▶ Your objective:
The word "brick" occurs in some lines of the data. Return each such line.

Supplied entries below:

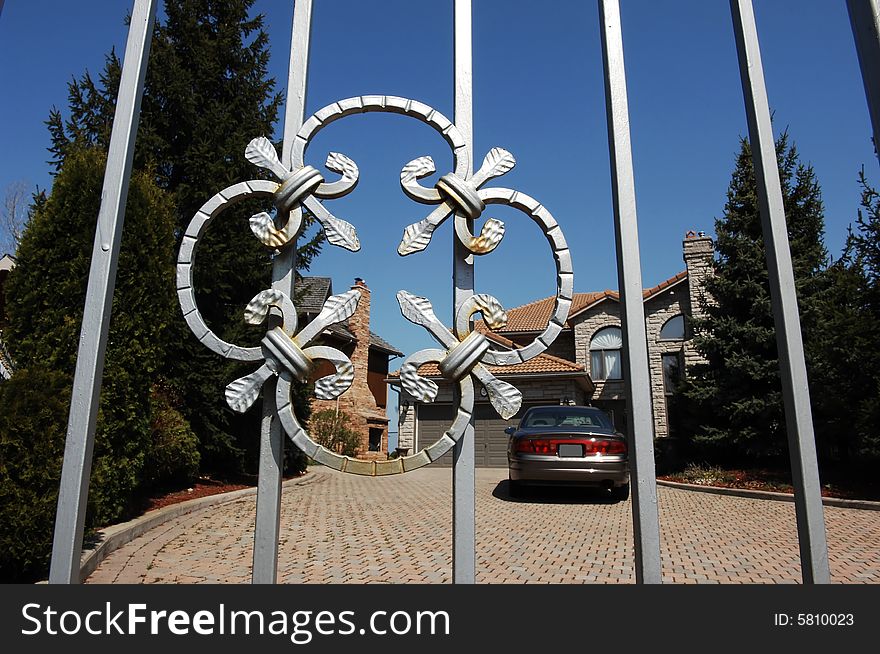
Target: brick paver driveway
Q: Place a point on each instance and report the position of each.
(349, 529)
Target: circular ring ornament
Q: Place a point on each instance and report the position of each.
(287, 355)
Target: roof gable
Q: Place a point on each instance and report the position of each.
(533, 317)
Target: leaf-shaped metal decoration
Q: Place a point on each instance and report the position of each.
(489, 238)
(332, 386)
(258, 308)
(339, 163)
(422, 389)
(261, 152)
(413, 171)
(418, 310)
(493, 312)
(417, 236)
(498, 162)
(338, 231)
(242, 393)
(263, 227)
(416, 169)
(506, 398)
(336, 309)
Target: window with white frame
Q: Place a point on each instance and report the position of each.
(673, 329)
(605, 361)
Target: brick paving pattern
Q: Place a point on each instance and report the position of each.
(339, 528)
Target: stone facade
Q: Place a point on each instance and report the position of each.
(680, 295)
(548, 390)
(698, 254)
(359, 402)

End of Supplied entries.

▶ Task answer:
Target: brick paver driveway
Target: brick paving pattern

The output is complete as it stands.